- **Required work**
- 1) According to the DNS article, what does a blocked domain resolve to in NextDNS?
- 2) Continue the DNS article from where it stops.

Accidentally Securing DNS for Millions

Photo by JOSHUA COLEMAN on Unsplash

I setup NextDNS on a server. The idea was to test blocking all tracking when using a vpn. As far as the test, nextdns is quick and accurate. It's a nice system and works well. In order to get the vpn server to work correctly, I left the firewall fairly permissive. It all worked well for months. I pay $5/mo and get a full vpn server I control and know what's being tracked. nextdns runs as a local daemon on the system and provides dns resolution for the host and anything connected to it. We'll return to that last statement in the sentence, in a bit.

Nextdns is great at DNS over HTTPS (DoH) and requesting DNSSEC validated responses. In nextdns, you can simply use it as a straight, secure dns resolver. Or through their control panel, you can block/allow domain resolution by name. If I want to block simplyevil.example.com, I add it to a list and dns resolves to NXDOMAIN, meaning the name doesn't exist. This works great for stopping tracking and security threats. If the client cannot resolve the domain, then there's nothing to track or visit.

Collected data
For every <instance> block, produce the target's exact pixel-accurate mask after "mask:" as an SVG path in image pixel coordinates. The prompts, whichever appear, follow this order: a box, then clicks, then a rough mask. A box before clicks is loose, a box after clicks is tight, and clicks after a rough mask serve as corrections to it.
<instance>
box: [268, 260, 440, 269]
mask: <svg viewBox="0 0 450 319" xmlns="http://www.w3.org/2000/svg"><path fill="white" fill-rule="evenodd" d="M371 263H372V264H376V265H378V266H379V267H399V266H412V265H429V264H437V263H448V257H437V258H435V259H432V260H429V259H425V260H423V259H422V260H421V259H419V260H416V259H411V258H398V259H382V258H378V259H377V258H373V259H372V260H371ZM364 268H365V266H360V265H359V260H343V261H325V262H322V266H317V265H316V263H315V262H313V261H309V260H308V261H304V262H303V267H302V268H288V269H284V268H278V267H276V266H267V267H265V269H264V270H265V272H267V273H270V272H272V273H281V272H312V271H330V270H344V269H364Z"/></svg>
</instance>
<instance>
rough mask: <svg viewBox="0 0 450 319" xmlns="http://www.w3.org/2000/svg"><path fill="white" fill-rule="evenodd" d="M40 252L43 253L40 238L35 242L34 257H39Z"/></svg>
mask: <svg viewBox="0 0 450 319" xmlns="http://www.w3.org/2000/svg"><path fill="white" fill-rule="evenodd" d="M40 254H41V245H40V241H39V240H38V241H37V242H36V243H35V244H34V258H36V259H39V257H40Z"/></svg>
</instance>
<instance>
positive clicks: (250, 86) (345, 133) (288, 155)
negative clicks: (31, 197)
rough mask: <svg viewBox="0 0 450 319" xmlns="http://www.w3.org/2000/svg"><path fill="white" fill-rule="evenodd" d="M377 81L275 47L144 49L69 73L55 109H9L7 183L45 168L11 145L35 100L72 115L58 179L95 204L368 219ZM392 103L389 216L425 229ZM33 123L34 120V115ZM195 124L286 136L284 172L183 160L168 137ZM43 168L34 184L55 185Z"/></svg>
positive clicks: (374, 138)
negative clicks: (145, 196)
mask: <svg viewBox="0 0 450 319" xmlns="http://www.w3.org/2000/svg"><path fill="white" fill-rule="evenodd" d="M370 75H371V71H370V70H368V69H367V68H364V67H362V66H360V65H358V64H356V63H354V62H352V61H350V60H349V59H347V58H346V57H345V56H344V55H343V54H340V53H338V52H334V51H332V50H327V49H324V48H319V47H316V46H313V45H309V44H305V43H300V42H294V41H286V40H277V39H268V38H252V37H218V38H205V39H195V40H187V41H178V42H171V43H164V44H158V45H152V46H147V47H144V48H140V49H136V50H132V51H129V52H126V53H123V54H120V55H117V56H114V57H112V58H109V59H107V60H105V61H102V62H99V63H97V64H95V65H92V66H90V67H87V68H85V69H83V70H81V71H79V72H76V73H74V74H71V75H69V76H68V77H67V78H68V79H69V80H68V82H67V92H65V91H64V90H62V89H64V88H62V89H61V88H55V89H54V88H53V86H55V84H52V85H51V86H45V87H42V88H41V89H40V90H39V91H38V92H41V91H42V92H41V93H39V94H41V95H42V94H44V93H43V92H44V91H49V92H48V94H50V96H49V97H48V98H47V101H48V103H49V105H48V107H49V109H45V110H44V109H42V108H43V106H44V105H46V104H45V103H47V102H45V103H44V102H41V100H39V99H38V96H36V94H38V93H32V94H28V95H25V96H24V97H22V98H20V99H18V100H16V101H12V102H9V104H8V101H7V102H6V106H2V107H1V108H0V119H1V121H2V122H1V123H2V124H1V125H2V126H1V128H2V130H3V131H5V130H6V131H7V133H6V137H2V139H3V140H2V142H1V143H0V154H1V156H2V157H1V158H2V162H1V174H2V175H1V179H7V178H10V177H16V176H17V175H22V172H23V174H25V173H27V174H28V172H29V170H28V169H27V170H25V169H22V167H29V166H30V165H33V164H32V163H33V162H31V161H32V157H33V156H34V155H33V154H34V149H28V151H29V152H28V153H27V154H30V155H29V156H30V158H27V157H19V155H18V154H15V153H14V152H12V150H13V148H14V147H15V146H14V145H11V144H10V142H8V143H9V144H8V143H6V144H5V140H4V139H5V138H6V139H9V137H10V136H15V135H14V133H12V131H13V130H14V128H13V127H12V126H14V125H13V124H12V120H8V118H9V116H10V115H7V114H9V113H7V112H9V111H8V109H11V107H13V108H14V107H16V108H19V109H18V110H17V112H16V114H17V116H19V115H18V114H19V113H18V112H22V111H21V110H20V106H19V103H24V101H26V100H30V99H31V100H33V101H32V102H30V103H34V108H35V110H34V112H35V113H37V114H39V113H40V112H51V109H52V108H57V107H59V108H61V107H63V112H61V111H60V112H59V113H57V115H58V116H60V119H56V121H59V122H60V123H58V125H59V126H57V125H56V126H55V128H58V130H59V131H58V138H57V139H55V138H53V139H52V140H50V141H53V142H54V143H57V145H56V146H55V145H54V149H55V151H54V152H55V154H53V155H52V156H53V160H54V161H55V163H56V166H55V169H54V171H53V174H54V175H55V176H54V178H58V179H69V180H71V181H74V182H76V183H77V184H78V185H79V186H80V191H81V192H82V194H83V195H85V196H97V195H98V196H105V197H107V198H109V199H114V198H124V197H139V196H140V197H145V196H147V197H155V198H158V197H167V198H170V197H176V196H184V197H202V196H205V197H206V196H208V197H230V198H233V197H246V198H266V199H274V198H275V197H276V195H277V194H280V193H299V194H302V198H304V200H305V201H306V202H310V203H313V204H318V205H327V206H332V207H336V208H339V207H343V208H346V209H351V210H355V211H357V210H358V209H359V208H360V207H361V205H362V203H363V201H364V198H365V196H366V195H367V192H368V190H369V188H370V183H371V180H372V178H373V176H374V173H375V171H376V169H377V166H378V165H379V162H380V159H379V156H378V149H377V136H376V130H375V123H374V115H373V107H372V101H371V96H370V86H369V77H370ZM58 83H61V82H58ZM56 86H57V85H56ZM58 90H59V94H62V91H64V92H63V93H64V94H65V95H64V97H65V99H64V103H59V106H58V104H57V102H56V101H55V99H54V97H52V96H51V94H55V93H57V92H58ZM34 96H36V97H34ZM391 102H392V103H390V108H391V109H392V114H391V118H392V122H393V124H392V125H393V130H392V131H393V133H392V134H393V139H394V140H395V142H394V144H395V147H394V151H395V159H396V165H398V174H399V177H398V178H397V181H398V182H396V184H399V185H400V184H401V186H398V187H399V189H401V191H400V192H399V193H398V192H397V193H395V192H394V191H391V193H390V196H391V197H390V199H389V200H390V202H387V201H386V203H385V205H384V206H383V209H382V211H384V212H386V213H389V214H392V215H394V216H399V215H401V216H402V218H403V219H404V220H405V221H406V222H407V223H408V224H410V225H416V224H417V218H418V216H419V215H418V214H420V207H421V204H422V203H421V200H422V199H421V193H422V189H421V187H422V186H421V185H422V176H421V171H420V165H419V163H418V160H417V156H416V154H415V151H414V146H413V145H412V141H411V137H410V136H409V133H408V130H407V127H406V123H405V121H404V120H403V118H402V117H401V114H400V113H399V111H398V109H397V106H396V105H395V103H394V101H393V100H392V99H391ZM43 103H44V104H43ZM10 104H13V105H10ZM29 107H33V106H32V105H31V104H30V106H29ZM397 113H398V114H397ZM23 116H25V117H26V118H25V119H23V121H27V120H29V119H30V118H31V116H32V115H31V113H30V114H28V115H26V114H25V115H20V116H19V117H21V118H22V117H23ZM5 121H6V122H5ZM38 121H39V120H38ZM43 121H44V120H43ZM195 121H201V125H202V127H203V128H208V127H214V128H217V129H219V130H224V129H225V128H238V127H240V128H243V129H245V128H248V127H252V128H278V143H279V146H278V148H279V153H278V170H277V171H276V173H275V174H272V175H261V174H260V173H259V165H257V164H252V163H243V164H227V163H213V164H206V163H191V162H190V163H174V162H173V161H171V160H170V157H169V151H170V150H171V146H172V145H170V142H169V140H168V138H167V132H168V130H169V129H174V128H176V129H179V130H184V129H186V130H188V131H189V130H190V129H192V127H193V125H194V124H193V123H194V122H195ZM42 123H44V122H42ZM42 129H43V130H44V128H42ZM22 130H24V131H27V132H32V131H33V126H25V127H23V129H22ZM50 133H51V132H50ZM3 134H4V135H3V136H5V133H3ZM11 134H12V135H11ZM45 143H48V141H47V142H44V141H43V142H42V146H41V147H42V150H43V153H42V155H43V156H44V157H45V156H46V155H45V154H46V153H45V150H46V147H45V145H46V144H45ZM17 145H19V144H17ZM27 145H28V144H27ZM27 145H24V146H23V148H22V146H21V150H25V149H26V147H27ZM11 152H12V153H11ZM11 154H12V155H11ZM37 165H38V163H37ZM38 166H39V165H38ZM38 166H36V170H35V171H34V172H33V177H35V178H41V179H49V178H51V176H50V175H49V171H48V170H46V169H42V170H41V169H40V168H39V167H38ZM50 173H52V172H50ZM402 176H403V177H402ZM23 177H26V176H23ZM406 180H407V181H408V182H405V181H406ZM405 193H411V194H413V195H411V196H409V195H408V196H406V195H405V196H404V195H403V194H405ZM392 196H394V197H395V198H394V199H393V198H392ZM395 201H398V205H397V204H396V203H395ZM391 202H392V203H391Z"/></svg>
* * *
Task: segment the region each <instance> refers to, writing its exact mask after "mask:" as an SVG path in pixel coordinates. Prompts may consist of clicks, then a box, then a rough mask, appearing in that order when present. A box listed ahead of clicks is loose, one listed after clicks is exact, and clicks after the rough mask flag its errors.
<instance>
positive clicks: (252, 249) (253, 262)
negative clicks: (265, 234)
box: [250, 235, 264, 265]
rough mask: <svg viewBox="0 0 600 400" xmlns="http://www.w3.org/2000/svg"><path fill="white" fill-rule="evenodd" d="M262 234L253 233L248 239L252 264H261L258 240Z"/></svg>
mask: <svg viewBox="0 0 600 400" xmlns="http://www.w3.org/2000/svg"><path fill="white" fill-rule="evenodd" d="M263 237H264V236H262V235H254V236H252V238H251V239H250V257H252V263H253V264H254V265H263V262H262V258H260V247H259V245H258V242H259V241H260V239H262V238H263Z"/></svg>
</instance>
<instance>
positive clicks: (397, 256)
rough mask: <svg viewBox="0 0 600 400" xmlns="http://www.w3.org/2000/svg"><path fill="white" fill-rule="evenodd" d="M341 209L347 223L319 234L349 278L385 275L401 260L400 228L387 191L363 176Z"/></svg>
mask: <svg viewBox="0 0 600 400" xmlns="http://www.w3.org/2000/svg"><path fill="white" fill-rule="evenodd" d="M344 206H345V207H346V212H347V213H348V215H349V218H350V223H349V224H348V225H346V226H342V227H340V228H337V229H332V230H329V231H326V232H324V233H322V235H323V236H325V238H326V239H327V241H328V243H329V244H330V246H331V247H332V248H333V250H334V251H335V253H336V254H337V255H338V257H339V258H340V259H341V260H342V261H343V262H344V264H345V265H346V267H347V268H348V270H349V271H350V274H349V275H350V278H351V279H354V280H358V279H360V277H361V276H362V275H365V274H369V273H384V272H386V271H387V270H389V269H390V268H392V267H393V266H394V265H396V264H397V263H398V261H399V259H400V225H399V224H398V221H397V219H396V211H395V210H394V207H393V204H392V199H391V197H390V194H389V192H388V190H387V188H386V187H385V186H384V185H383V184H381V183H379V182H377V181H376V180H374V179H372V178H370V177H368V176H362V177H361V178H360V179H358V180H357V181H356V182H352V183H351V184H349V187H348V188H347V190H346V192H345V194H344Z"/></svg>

- **Answers by item**
- 1) NXDOMAIN, meaning the name doesn't exist.

- 2)
With a permissive firewall and open dns resolver sitting on the Internet, it was a few weeks before someone found it. They probably didn't know it was nextdns, but they knew it was an open resolver. I first noticed it while analyzing a tcpdump traffic capture for an odd routing issue with IPv6 and the vpn. The routing issue was resolved, but the sheer quantity of dns queries from all over the world intrigued me. As I started to dig through it, I setup a tcpdump just to capture dns queries from outside the server. There are thousands of IP addresses querying my server. Domains like 67b dot org, hitnslab dot cn, yahoo dot com, taobao, vk, vimeo, and various continents of pool.ntp.org. It seems nextdns defines a device by IP address if the nextdns software isn't installed. It's clear there are many devices behind some of the IPs. 

There are thousands of IP addresses in just my sample. Behind these IPs are more clients. Here are some of the devices as identified by nextdns.

Turns out, there are millions of clients making millions of queries. 

The 1.68 million number is just from the last 30 days before I setup a more restrictive firewall blocking all external dns queries. The nextdns configuration is locked down by adding every known dns blocklist. Not sure what the clients were expecting, but they sure got a ton of responses as NXDOMAIN. 

Ironically, one of the blocklists loaded into the nextdns config was for known and suspected botnets. Unfortunately, nextdns doesn't have an API for their analytics portal. I'd love to pull down all the data and do some more analysis on it. 

And that's how I accidentally provided secure and private DNS for 1.68 million machines on the internet.